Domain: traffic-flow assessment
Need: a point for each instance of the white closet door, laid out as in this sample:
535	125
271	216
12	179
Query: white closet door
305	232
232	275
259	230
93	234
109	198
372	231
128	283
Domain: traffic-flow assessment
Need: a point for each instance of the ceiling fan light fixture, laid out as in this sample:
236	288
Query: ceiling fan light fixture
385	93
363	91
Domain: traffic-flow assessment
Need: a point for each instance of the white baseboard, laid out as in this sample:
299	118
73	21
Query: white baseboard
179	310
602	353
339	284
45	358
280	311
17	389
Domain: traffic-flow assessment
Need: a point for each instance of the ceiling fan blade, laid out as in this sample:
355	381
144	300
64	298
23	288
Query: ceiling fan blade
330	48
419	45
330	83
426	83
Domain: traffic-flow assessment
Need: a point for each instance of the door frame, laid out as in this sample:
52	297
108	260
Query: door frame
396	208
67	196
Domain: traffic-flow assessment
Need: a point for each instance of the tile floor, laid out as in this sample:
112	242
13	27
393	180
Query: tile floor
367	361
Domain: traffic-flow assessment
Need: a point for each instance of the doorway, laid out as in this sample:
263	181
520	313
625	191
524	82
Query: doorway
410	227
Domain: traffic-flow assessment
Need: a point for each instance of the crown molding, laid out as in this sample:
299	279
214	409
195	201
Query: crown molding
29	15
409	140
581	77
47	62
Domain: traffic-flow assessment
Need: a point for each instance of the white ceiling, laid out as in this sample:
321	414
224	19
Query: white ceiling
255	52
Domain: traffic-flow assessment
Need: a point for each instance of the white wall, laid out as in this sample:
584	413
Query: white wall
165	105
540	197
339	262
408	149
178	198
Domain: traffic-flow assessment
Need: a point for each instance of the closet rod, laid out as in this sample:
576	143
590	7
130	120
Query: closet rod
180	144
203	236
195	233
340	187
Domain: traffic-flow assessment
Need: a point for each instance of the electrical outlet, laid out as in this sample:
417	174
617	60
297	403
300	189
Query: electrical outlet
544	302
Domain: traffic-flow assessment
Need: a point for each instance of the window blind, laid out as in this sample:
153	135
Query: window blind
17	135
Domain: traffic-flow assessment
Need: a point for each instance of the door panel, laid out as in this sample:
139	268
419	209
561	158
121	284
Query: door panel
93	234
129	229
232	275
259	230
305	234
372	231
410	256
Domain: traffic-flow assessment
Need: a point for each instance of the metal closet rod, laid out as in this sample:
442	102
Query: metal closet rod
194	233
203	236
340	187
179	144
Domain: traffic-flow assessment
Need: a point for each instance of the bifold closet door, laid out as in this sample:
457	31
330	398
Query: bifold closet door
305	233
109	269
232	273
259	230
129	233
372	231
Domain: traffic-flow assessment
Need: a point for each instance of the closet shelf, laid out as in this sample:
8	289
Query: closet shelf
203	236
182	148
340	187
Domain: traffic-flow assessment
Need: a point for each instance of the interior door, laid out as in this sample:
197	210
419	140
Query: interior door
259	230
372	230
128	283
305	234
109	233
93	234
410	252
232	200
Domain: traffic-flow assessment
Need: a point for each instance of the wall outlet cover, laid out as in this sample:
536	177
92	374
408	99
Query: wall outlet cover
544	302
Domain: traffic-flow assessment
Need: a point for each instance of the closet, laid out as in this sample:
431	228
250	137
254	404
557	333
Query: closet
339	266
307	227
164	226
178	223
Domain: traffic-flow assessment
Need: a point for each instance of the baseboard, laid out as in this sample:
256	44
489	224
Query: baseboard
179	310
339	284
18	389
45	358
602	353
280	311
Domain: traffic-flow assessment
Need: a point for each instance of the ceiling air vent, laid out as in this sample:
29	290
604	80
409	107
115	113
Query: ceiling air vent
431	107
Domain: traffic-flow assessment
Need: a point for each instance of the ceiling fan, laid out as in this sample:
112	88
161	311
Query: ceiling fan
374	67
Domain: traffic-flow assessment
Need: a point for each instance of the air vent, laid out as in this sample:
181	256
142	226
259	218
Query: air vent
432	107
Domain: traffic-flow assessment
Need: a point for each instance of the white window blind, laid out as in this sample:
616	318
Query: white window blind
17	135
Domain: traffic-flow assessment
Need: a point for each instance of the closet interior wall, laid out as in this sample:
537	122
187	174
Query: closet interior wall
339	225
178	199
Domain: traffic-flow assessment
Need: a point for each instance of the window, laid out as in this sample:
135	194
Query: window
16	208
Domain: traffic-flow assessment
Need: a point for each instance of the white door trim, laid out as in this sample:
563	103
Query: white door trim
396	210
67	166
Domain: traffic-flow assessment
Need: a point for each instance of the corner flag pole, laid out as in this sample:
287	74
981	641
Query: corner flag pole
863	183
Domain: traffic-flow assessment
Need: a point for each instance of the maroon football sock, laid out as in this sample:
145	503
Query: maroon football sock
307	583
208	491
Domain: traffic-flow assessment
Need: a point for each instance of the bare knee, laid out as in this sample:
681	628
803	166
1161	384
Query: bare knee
···
Emit the full listing verbatim.

→ Full answer
Domain: traffic-flow assessment
Need: a point for each instance of the white closet door, laid out as in this sample:
535	125
271	216
12	179
Query: white closet door
305	232
232	275
259	230
93	234
109	198
372	231
128	283
Domain: traffic-flow assessment
Need: a point for each instance of the ceiling fan light fixture, laid out as in this sample:
236	288
Query: ceiling fan light fixture
385	93
363	91
Domain: traffic-flow assessment
Need: a point for each instance of the white baseboard, laid out as in this sample:
299	118
73	21
Query: white baseboard
179	310
602	353
339	284
45	358
280	311
17	389
Domain: traffic-flow assessment
Need: a point for each instance of the ceiling fan blade, laid out as in this sample:
355	381
144	300
64	298
23	288
Query: ceiling fan blade
330	48
419	45
330	83
426	83
Domain: traffic-flow assessment
Need: a point for each instance of the door frame, laid out as in this sample:
52	297
108	260
Query: door frame
396	208
67	196
Domain: traffic-flow assessment
Need: a point for each instance of the tile floor, laid out as in this sample:
112	242
13	27
393	180
Query: tile floor
367	361
Domain: traffic-flow assessment
Need: a point for each instance of the doorway, laid out as in this sample:
263	181
520	313
625	191
524	82
Query: doorway
410	227
Domain: traffic-flow assessment
Need: a point for each instance of the crown molding, laid out as in this sample:
299	279
214	409
195	201
Query: crown molding
29	15
409	140
581	77
47	62
Domain: traffic-flow assessment
Need: a point for each instance of the white ceiling, laid out as in this sample:
321	414
224	19
Query: white ceiling
255	52
Domain: traffic-flow assessment
Need: a point for each instance of the white wall, laid out as in this sample:
584	413
Query: white wall
165	105
540	197
339	262
408	149
178	198
Domain: traffic-flow assessment
Need: a point for each instance of the closet rod, laid out as in this sample:
576	143
590	7
130	120
Query: closet rod
180	144
203	236
195	233
340	187
Domain: traffic-flow assessment
Need: a point for each instance of the electrical outlet, laid out as in this sample:
417	174
617	60
297	403
300	189
Query: electrical outlet
544	302
Domain: traffic-flow assessment
Need: a point for each instance of the window blind, laid out as in this sample:
153	135
Query: window blind
17	135
Domain: traffic-flow assessment
Need: a point for each instance of the door panel, laid out as in this sample:
139	268
419	209
561	158
121	284
Query: door panel
93	234
129	229
232	275
259	230
305	234
372	231
410	256
Domain: traffic-flow assessment
Need: a point for each instance of the metal closet rod, laid out as in this sample:
442	102
Query: metal closet rod
194	233
203	236
340	187
179	144
Domain: traffic-flow assessment
Need: a point for each instance of the bifold closet door, laid out as in this sample:
457	31
330	398
Query: bifold closet door
305	233
109	269
232	273
259	230
129	233
372	231
Domain: traffic-flow assessment
Need: a point for each instance of the closet shelf, laid out as in this sample:
8	289
Query: closet shelf
203	236
182	148
340	187
Domain: traffic-flow assessment
Need: a point for each instance of the interior door, laid out as in this sample:
197	210
419	140
Query: interior door
259	230
372	230
128	283
305	234
109	233
93	234
410	252
232	200
Domain: traffic-flow assessment
Need: a point for each instance of the wall outlet cover, laid out as in this sample:
536	177
92	374
408	99
Query: wall outlet cover
544	302
Domain: traffic-flow assessment
Need: a point for each instance of the closet, laid out as in this sample:
431	228
250	137
254	404
557	333
Query: closet
339	266
307	227
164	226
178	223
Domain: traffic-flow assessment
Need: a point for each instance of the baseboard, laid out as in this sample:
256	44
489	224
Query: baseboard
179	310
339	284
18	389
45	358
602	353
280	311
Domain: traffic-flow assessment
Need: a point for each instance of the ceiling air vent, laid out as in this sample:
29	290
604	80
409	107
115	113
Query: ceiling air vent
431	107
Domain: traffic-flow assessment
Need: a point for each instance of the ceiling fan, laid out as in this sample:
112	88
161	311
Query: ceiling fan
374	67
Domain: traffic-flow assessment
Need: a point for each instance of the air vent, laid out as in this sample:
181	256
142	226
259	218
Query: air vent
432	107
Domain: traffic-flow assessment
Need: a point for each instance of the white window blind, laid out as in this sample:
616	318
Query: white window blind
17	135
Domain: traffic-flow assessment
Need: a point for each instance of the closet interior wall, laid out as in this sample:
537	122
187	174
Query: closet interior wall
339	225
178	199
Domain: traffic-flow assessment
Need: a point for each instance of the window, laid out as in this sample:
135	194
Query: window
16	208
Domain: traffic-flow assessment
Need: a point for each instance of the white door trim, laid out as in this sample:
563	103
Query: white door trim
396	210
67	166
Domain: traffic-flow assessment
Need: a point for each instance of the corner flag pole, laid out as in this sample:
287	74
981	641
Query: corner flag pole
863	183
Domain: traffic-flow assessment
Need: a point for each instance of the maroon football sock, laid out as in this sample:
145	503
Query: maroon football sock
307	583
208	491
Domain: traffic-flow assessment
Need: a point for each instance of the bare knee, laid out as in this sample:
681	628
803	166
1161	384
Query: bare knee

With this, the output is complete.